INFORMATION SUPPLIED>
-------------------------

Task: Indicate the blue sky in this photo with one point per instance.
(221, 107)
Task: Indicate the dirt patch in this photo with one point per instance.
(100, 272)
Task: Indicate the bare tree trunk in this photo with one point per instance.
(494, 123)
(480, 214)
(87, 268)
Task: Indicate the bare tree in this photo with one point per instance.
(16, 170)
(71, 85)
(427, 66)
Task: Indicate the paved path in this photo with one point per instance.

-------------------------

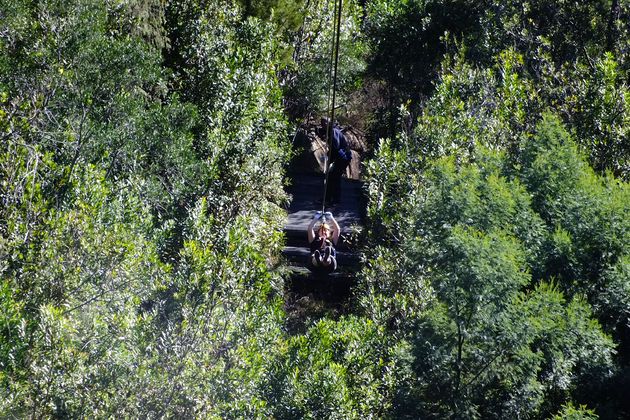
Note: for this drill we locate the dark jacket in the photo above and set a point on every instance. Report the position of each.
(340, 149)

-------------------------

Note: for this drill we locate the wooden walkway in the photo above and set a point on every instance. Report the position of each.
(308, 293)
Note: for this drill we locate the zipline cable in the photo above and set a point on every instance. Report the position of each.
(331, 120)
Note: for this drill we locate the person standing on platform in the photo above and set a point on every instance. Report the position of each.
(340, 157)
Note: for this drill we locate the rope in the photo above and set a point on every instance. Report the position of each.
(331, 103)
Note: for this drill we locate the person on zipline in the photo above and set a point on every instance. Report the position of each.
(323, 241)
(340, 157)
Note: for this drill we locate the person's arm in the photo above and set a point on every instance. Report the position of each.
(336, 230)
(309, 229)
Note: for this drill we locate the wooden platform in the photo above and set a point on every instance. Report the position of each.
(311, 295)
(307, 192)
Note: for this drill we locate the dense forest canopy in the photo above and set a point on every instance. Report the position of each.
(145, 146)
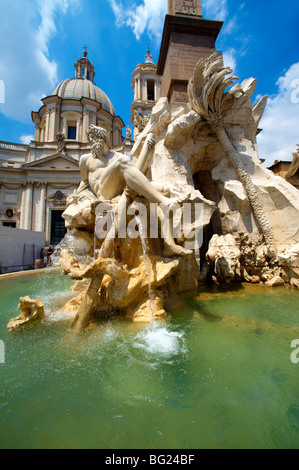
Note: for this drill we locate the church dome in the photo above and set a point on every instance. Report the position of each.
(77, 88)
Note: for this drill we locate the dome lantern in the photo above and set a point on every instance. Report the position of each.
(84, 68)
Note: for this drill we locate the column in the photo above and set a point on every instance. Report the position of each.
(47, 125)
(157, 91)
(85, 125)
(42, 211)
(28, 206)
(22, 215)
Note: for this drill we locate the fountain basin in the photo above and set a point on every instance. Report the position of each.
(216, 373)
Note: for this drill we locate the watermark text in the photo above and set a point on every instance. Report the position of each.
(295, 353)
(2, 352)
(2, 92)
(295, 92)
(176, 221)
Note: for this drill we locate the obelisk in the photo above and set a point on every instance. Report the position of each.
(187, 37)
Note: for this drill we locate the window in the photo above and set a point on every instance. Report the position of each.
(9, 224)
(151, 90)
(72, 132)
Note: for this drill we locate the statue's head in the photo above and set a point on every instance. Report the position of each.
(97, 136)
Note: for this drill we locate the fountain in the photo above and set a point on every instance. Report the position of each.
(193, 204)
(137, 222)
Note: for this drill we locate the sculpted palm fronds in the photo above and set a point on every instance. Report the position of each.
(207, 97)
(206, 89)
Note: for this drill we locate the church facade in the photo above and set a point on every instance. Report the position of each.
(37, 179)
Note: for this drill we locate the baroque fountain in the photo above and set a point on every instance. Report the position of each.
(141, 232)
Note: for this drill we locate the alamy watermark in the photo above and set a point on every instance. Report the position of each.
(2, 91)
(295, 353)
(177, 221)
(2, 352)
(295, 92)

-------------------------

WHAT NEEDS TO BE DONE> Within the material above, extract exactly the lines that start at the line containing "Task: Indicate the blue" and stop after the line containing "Task: Indicate the paved", and only those.

WRITTEN RESPONSE>
Task: Indicate the blue sky in this photo with one point per instance.
(221, 107)
Task: Indicate the dirt patch in this photo with one point per instance.
(100, 272)
Task: Indicate the bare tree trunk in this photo with one point per instance.
(494, 123)
(480, 214)
(87, 268)
Task: Indicate the bare tree in this photo with one point per instance.
(16, 170)
(71, 85)
(427, 66)
Task: Indicate the paved path in this photo with one point per instance.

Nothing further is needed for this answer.